# Part of a data file
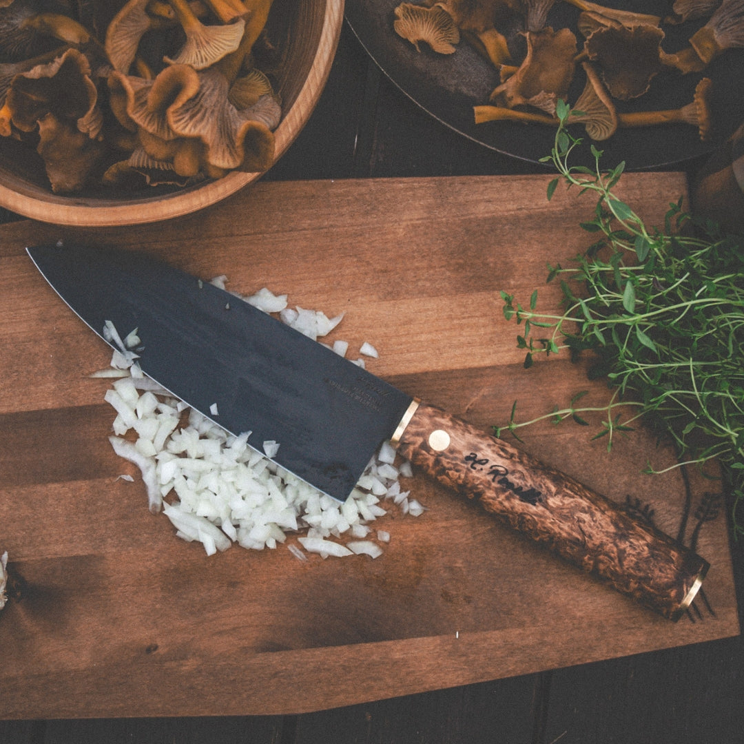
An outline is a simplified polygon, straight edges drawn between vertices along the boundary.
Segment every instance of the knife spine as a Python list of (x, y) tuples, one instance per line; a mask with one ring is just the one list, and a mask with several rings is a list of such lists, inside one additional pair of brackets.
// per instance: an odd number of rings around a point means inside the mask
[(417, 405), (398, 452), (443, 485), (673, 620), (708, 562), (610, 499), (439, 408)]

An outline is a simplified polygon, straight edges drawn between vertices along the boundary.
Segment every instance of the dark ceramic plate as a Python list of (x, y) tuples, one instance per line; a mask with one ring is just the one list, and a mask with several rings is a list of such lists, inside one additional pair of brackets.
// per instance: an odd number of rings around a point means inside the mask
[[(345, 9), (347, 21), (353, 32), (393, 83), (432, 116), (486, 147), (532, 162), (548, 155), (554, 138), (550, 128), (513, 122), (475, 124), (472, 107), (488, 103), (489, 94), (498, 84), (497, 71), (464, 41), (454, 54), (436, 54), (426, 44), (420, 45), (421, 51), (417, 52), (413, 45), (401, 39), (393, 29), (394, 10), (400, 1), (350, 0)], [(664, 17), (671, 1), (614, 0), (612, 5)], [(576, 28), (578, 15), (573, 6), (557, 0), (548, 23), (554, 28), (571, 28), (580, 46), (583, 37)], [(663, 24), (664, 51), (673, 53), (686, 46), (687, 40), (702, 22), (688, 22), (677, 26)], [(678, 109), (693, 100), (695, 86), (704, 75), (713, 83), (715, 124), (709, 141), (701, 142), (696, 128), (684, 124), (620, 129), (599, 145), (605, 153), (603, 164), (613, 166), (624, 160), (629, 170), (672, 166), (705, 155), (718, 147), (744, 121), (744, 50), (729, 50), (702, 74), (660, 73), (646, 94), (633, 101), (618, 102), (618, 109)], [(583, 80), (577, 75), (569, 92), (569, 101), (574, 101), (583, 88)], [(576, 127), (574, 133), (588, 140), (583, 127)], [(586, 161), (592, 158), (588, 146), (580, 153), (574, 164), (582, 161), (589, 164)]]

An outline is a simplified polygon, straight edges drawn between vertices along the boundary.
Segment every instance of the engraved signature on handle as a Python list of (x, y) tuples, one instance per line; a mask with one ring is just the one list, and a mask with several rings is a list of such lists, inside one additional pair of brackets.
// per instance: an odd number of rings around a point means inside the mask
[(470, 452), (469, 455), (466, 455), (464, 461), (469, 466), (471, 470), (478, 472), (485, 470), (487, 476), (494, 483), (511, 491), (519, 498), (520, 501), (530, 504), (532, 506), (536, 506), (542, 501), (542, 491), (536, 488), (525, 489), (522, 486), (518, 486), (509, 479), (509, 470), (503, 465), (497, 465), (495, 463), (489, 464), (489, 459), (479, 457), (477, 452)]

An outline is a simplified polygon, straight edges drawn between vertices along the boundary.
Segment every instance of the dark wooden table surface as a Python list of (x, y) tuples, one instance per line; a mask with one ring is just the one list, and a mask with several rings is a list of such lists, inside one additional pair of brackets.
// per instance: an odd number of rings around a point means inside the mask
[[(693, 174), (701, 164), (686, 167)], [(541, 166), (487, 150), (431, 118), (344, 27), (312, 120), (266, 177), (540, 172)], [(741, 541), (732, 553), (742, 606)], [(743, 670), (744, 641), (737, 637), (299, 716), (0, 722), (0, 743), (735, 744), (744, 741)]]

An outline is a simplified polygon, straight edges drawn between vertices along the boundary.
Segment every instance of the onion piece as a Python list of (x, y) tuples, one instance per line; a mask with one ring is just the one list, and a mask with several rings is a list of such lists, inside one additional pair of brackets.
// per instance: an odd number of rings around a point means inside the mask
[(324, 539), (321, 537), (300, 537), (298, 538), (298, 542), (308, 553), (318, 553), (324, 557), (333, 556), (336, 558), (343, 558), (344, 556), (353, 554), (344, 545)]
[[(224, 287), (225, 280), (218, 277), (213, 283)], [(286, 305), (286, 297), (268, 289), (252, 296), (263, 304), (264, 311)], [(313, 336), (327, 333), (343, 317), (329, 320), (322, 312), (286, 307), (278, 312), (283, 320), (304, 325), (304, 332)], [(107, 331), (112, 339), (118, 337), (113, 331)], [(138, 343), (136, 336), (132, 332), (128, 341)], [(348, 344), (336, 341), (331, 347), (345, 353)], [(371, 349), (365, 347), (366, 351)], [(300, 532), (305, 551), (324, 558), (356, 554), (342, 544), (344, 536), (359, 544), (360, 554), (376, 557), (382, 548), (369, 539), (369, 525), (387, 514), (384, 502), (396, 504), (404, 513), (411, 510), (411, 503), (414, 513), (423, 510), (417, 501), (409, 503), (408, 493), (401, 490), (398, 476), (407, 472), (406, 466), (410, 471), (410, 464), (396, 466), (397, 452), (390, 443), (382, 445), (359, 487), (339, 504), (269, 459), (277, 454), (277, 442), (263, 443), (263, 452), (257, 446), (253, 449), (249, 432), (228, 434), (144, 376), (134, 352), (117, 351), (115, 356), (112, 361), (128, 366), (115, 371), (120, 379), (106, 394), (117, 411), (114, 429), (120, 434), (110, 437), (112, 445), (140, 468), (151, 510), (162, 507), (176, 534), (201, 542), (208, 554), (233, 543), (252, 550), (271, 549), (285, 542), (287, 533)], [(359, 363), (364, 364), (361, 359)], [(182, 414), (186, 412), (185, 424)], [(211, 414), (217, 415), (217, 404)], [(132, 432), (137, 433), (136, 442), (123, 438)], [(379, 530), (379, 542), (389, 539), (389, 533)], [(298, 545), (288, 548), (298, 559), (307, 559)]]
[(353, 540), (347, 542), (346, 547), (356, 555), (369, 556), (371, 558), (379, 558), (382, 554), (382, 548), (371, 540)]
[(379, 359), (379, 354), (377, 353), (377, 350), (368, 341), (365, 341), (359, 349), (359, 353), (363, 354), (365, 356), (371, 356), (373, 359)]
[(120, 458), (129, 460), (130, 463), (134, 464), (140, 469), (140, 472), (142, 473), (142, 480), (147, 489), (147, 505), (150, 510), (153, 513), (160, 511), (163, 504), (163, 497), (158, 487), (155, 463), (150, 458), (141, 454), (137, 448), (126, 439), (121, 439), (120, 437), (109, 437), (109, 441), (111, 442), (114, 452)]

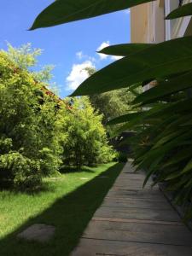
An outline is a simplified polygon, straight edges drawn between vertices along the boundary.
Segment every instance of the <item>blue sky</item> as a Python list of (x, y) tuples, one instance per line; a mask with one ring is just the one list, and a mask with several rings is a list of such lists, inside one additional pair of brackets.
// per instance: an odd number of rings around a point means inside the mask
[(129, 11), (29, 32), (35, 17), (53, 0), (1, 0), (0, 49), (32, 43), (44, 49), (39, 65), (53, 64), (54, 79), (64, 97), (86, 77), (82, 68), (102, 68), (114, 60), (99, 55), (99, 47), (130, 42)]

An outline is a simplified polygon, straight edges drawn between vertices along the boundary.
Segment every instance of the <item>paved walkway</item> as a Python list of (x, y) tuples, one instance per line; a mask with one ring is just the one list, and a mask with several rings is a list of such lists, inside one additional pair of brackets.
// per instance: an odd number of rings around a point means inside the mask
[(143, 178), (125, 165), (72, 256), (192, 256), (191, 232)]

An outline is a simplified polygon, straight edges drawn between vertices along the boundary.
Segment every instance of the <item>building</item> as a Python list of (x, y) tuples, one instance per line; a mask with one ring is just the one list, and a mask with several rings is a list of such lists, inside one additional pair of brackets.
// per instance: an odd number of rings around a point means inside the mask
[[(192, 35), (191, 16), (165, 20), (173, 9), (190, 2), (192, 0), (156, 0), (131, 8), (131, 43), (155, 44)], [(155, 84), (154, 81), (145, 85), (143, 90)]]
[(156, 0), (131, 9), (131, 43), (160, 43), (192, 34), (191, 16), (166, 20), (173, 9), (191, 0)]

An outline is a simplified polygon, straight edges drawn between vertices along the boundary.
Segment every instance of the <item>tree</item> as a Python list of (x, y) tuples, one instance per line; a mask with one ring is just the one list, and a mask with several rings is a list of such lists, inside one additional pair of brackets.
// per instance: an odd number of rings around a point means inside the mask
[(33, 74), (0, 52), (0, 183), (35, 189), (58, 170), (55, 99)]
[(32, 48), (32, 44), (28, 43), (15, 48), (8, 43), (8, 50), (3, 53), (19, 68), (30, 71), (37, 81), (48, 83), (52, 79), (51, 72), (55, 67), (53, 65), (45, 65), (39, 71), (34, 71), (34, 67), (39, 69), (38, 57), (42, 55), (43, 50), (39, 48)]
[(102, 116), (94, 111), (89, 98), (66, 99), (65, 102), (71, 107), (64, 111), (61, 124), (60, 120), (63, 162), (80, 169), (83, 165), (111, 161), (114, 152), (108, 144)]
[[(64, 1), (55, 1), (38, 16), (32, 29), (95, 17), (152, 1), (122, 0), (112, 4), (109, 0), (94, 3), (87, 0), (78, 6), (73, 2), (70, 7)], [(179, 6), (166, 19), (188, 15), (192, 15), (192, 3)], [(125, 57), (94, 73), (73, 94), (90, 96), (158, 81), (156, 87), (133, 102), (133, 108), (144, 106), (143, 111), (136, 109), (135, 113), (119, 116), (111, 124), (124, 124), (125, 130), (136, 131), (134, 163), (137, 168), (148, 170), (145, 183), (155, 174), (154, 183), (166, 183), (166, 189), (173, 191), (175, 201), (184, 205), (186, 212), (189, 210), (190, 218), (191, 44), (190, 36), (157, 44), (124, 44), (108, 47), (102, 53)]]
[[(95, 68), (87, 67), (89, 75), (94, 74)], [(102, 123), (111, 134), (120, 125), (107, 125), (108, 122), (119, 115), (132, 111), (131, 102), (141, 92), (141, 87), (133, 89), (114, 90), (112, 91), (90, 96), (90, 101), (95, 109), (103, 114)]]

# TASK DIRECTIONS
Collect every line of the rows above that contains the string "handle", matching case exactly.

# COMPLETE ANSWER
Segment every instance of the engraved signature on handle as a Python list of (x, y) tuples, one instance per line; a mask with one ring is just the one list, and a mask with several rings is a list of such lists, inside one additional pair of brackets.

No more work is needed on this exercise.